--- GIVEN TEXT Enclosed Below ---

Farming is a combination of ways or tools which helps earn rewards in the DeFi world. It is like mining but without an actual miner :)
DeFi Farming contains several strategies like liquidity mining, staking, lending, and borrowing…. But the central part of Farming is liquidity mining. You can think about the meaning and check the semantics of liquidity mining. It means mine some reward by using your liquidity.
Farming and liquidity mining refers to providing liquidity in a DeFi protocol for a reward. These rewards can be fees, interest, or tokens issued by the DeFi protocol. This can involve holding a specific asset or token in DeFi protocols or two tokens in a liquidity pool, which allows other users to trade the asset on the protocol's exchange.
You can learn more about liquidity pools in our article.
By providing liquidity, farmers can earn a portion of the fees generated by the protocol and a share of the protocol's Governance token. Let’s check the PancakeSwap Farming on BSC. You can see a nice opportunity to invest CAKE & WBNB in the liquidity pool and participate in farming with 19% APY.
Here are some stats about this Farming opportunity on PancakeSwap from Defilama.
Pool CAKE-WBNB on PancakeSwap has a grate yield of 19.1% APY. But you should take into account that you receive two types of rewards.
First - Base, this is an actual fee from traders who exchange CAKE to WBNB through this pool.

--- End of Enclosed GIVEN TEXT ---
--- INFORMATION PROVIDED Enclosed Below ---

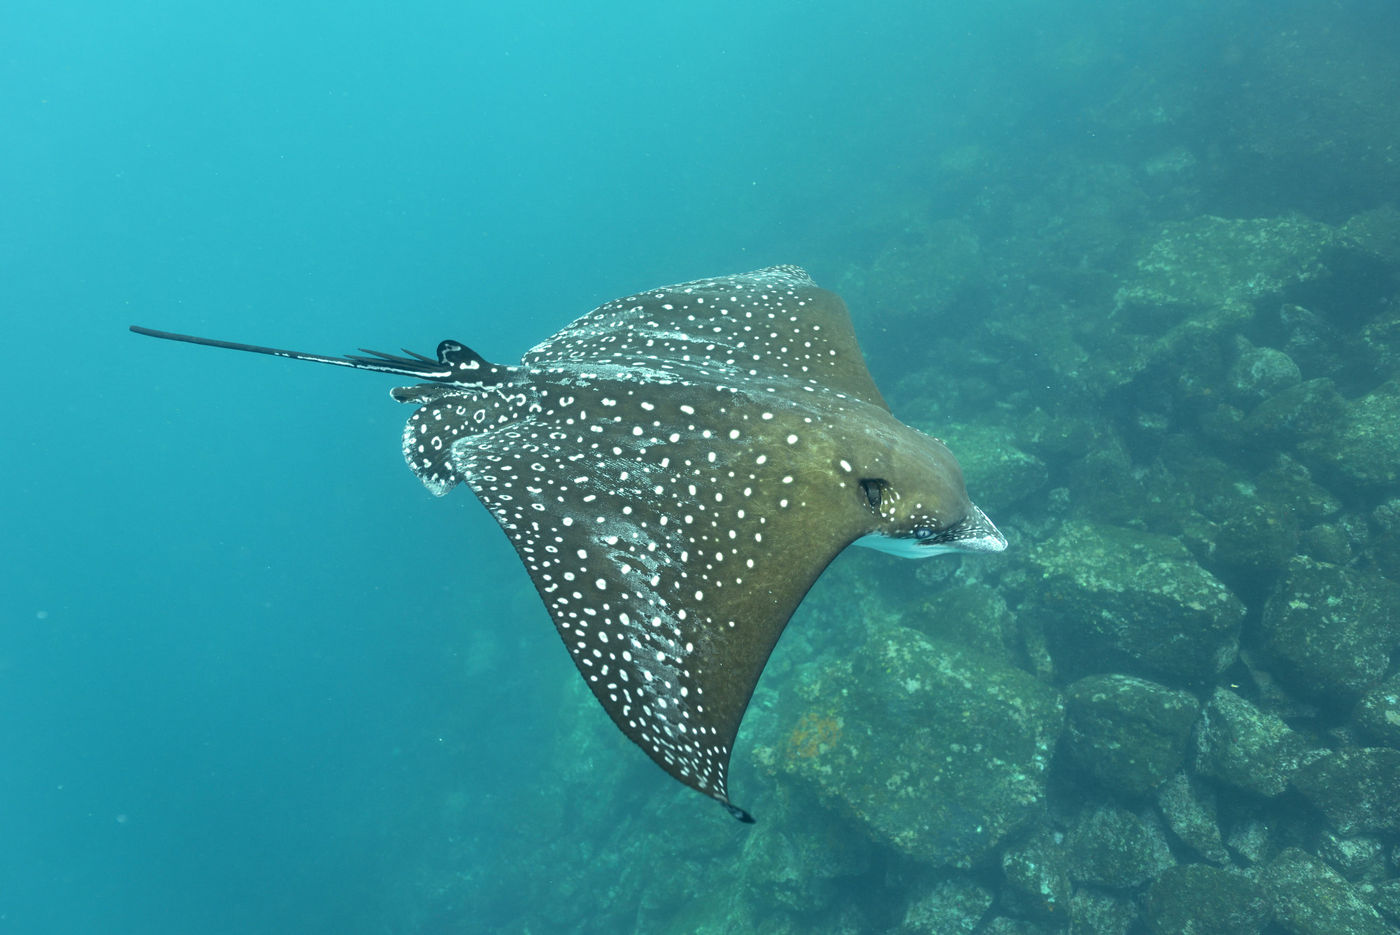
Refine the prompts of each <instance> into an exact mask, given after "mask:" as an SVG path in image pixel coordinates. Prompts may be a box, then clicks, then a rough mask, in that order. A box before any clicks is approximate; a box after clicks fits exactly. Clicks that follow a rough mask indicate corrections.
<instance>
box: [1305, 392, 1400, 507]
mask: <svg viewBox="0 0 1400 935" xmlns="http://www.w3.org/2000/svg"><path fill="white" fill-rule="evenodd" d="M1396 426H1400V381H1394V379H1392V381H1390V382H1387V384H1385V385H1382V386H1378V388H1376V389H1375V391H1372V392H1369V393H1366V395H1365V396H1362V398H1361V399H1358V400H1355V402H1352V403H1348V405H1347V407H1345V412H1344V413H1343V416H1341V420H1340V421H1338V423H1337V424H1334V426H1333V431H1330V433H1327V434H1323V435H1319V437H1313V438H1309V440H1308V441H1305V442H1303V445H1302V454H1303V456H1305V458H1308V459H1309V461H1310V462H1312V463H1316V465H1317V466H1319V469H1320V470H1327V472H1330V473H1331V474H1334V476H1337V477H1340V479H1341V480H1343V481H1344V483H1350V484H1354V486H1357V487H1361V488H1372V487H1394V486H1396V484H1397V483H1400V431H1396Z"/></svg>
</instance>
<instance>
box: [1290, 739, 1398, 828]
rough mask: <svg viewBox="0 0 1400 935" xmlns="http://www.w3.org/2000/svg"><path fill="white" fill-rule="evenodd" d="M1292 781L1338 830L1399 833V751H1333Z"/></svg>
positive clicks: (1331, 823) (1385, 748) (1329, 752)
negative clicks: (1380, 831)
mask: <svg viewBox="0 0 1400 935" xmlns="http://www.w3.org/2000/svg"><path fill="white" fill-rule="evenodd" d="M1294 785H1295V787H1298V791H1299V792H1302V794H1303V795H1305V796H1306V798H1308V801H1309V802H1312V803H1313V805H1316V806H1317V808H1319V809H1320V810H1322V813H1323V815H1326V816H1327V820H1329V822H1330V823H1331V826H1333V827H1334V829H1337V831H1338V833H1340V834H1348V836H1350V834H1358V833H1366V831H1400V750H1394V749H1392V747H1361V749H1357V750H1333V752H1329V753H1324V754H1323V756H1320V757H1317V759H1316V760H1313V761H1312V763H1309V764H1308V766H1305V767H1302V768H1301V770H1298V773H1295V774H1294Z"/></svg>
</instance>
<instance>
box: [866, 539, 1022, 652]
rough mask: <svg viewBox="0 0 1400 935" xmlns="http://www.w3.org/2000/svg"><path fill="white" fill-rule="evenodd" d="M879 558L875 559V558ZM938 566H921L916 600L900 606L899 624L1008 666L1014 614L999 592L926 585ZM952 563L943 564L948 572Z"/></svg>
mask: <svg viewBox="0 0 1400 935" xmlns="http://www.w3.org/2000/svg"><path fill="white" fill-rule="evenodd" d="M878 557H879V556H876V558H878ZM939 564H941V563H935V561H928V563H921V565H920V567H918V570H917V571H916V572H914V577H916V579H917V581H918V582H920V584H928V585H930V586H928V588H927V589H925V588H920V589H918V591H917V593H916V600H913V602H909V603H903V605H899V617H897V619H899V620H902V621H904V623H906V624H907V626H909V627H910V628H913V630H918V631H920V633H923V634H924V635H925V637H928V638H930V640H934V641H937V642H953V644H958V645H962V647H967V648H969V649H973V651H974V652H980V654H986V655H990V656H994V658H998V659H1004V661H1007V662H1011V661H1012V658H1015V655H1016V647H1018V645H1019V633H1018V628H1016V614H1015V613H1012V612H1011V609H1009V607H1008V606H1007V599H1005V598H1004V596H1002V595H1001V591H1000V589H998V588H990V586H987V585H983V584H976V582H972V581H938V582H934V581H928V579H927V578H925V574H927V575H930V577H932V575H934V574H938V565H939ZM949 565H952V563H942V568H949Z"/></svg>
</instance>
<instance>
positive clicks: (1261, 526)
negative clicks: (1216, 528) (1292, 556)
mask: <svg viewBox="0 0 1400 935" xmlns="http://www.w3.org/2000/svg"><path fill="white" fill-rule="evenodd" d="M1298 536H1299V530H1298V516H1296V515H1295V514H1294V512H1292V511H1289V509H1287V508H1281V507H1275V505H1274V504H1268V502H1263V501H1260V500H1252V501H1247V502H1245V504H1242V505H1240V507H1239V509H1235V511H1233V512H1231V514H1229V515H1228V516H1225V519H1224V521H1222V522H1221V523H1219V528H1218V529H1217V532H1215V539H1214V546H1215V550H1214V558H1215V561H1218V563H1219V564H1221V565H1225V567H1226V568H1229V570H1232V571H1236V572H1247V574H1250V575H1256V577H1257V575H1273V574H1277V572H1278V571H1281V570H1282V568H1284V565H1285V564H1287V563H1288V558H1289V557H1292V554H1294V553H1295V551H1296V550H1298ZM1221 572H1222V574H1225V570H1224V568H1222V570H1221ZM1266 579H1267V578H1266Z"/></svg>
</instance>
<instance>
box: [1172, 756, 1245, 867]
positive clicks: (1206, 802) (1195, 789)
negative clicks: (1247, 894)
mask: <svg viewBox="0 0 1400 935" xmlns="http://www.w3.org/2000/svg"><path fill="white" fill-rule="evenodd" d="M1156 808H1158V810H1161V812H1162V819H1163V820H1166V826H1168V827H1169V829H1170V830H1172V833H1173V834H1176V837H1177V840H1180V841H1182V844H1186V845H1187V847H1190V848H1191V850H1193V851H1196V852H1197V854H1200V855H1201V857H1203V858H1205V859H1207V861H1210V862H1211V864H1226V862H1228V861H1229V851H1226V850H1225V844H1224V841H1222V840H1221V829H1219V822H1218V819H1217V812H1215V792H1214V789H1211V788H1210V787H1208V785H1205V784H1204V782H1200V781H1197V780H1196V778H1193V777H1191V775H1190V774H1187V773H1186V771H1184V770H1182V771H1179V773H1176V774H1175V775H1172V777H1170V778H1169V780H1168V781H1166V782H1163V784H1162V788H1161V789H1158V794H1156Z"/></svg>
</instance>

--- End of Enclosed INFORMATION PROVIDED ---

ABOUT THIS TASK: Reproduce the DeFi farming text in full, word for word.

WORKED SOLUTION:
Farming is a combination of ways or tools which helps earn rewards in the DeFi world. It is like mining but without an actual miner :)
DeFi Farming contains several strategies like liquidity mining, staking, lending, and borrowing…. But the central part of Farming is liquidity mining. You can think about the meaning and check the semantics of liquidity mining. It means mine some reward by using your liquidity.
Farming and liquidity mining refers to providing liquidity in a DeFi protocol for a reward. These rewards can be fees, interest, or tokens issued by the DeFi protocol. This can involve holding a specific asset or token in DeFi protocols or two tokens in a liquidity pool, which allows other users to trade the asset on the protocol's exchange.
You can learn more about liquidity pools in our article.
By providing liquidity, farmers can earn a portion of the fees generated by the protocol and a share of the protocol's Governance token. Let’s check the PancakeSwap Farming on BSC. You can see a nice opportunity to invest CAKE & WBNB in the liquidity pool and participate in farming with 19% APY.
Here are some stats about this Farming opportunity on PancakeSwap from Defilama.
Pool CAKE-WBNB on PancakeSwap has a grate yield of 19.1% APY. But you should take into account that you receive two types of rewards.
First - Base, this is an actual fee from traders who exchange CAKE to WBNB through this pool.